Rough paths theory Fall 2017. Lecture 2

Posted on September 3, 2017 by Fabrice Baudoin

In this lecture we establish the basic existence and uniqueness results concerning differential equations driven by bounded variation paths and prove the continuity in the 1-variation topology of the solution of an equation with respect to the driving signal.

Theorem: Let x\in C^{1-var} ([0,T], \mathbb{R}^d) and let V : \mathbb{R}^e \to \mathbb{R}^{e\times d} be a Lipschitz continuous map, that is there exists a constant K > 0 such that for every x,y \in \mathbb{R}^e,
\| V(x)-V(y) \| \le K \| x-y \|.
For every y_0 \in \mathbb{R}^e, there is a unique solution to the differential equation:
y(t)=y_0+\int_0^t V(y(s)) dx(s), \quad 0\le t \le T.
Moreover y \in C^{1-var} ([0,T], \mathbb{R}^e).

Proof: The proof is a classical application of the fixed point theorem. Let 0 < \tau \le T and consider the map \Phi going from the space of continuous functions [0,\tau] \to \mathbb{R}^e into itself, which is defined by
\Phi(y)_t =y_0+\int_0^t V(y(s)) dx(s), \quad 0\le t \le \tau.
By using estimates on Riemann-Stieltjes integrals, we deduce that
\| \Phi(y^1)-\Phi(y^2) \|_{ \infty, [0,\tau]}
\le \| V(y^1)-V(y^2) \|_{ \infty, [0,\tau]} \| x \|_{1-var,[0,\tau]}
\le K \| y^1-y^2 \|_{ \infty, [0,\tau]} \| x \|_{1-var,[0,\tau]}
If \tau is small enough, then K \| x \|_{1-var,[0,\tau]} < 1, which means that \Phi is a contraction that admits a unique fixed point y. This y is the unique solution to the differential equation:
y(t)=y_0+\int_0^t V(y(s)) dx(s), \quad 0\le t \le \tau.
By considering then a subdivision
\{ \tau=\tau_1 < \tau_2 < \cdots < \tau_n=T \}
such that K \| x \|_{1-var,[\tau_k,\tau_{k+1}]} < 1, we obtain a unique solution to the differential equation:
y(t)=y_0+\int_0^t V(y(s)) dx(s), \quad 0\le t \le T
\square

The solution of a differential equation is a continuous function of the initial condition, more precisely we have the following estimate:

Proposition: Let x\in C^{1-var} ([0,T], \mathbb{R}^d) and let V : \mathbb{R}^e \to \mathbb{R}^{e\times d} be a Lipschitz continuous map such that for every x,y \in \mathbb{R}^e,
\| V(x)-V(y) \| \le K \| x-y \|.

#### Problems to work on
(1) Decide whether each statement agrees with the lecture. Answer yes or no, and quote the words of the lecture that decide it.
(a) The proof of the theorem uses the fixed point theorem.
(b) The solution of a differential equation is a discontinuous function of the initial condition.
(c) The lecture was posted in October 2017.
(2) In the theorem of the lecture, what kind of map is V required to be?
(3) Translate this sentence from the lecture into Spanish: "The proof is a classical application of the fixed point theorem."
The listing that comes after the lecture is not needed.

#### Dataset content
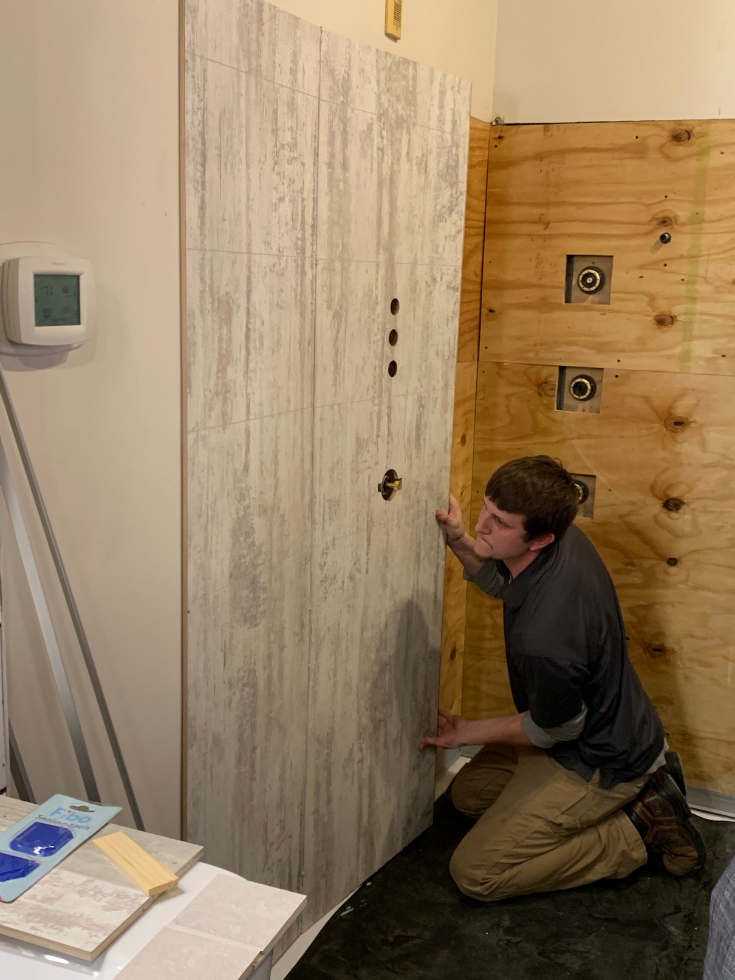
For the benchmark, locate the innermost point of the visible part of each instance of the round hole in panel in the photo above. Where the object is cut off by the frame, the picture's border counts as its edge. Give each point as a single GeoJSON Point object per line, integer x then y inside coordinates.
{"type": "Point", "coordinates": [582, 388]}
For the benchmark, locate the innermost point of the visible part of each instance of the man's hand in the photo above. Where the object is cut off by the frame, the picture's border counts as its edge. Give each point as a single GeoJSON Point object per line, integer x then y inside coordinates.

#### Answers provided
(1)
(a) Yes: "The proof is a classical application of the fixed point theorem."
(b) No: "The solution of a differential equation is a continuous function of the initial condition"
(c) No: "Posted on September 3, 2017"

(2) A Lipschitz continuous map from R^e to R^(e×d).

(3) La demostración es una aplicación clásica del teorema del punto fijo.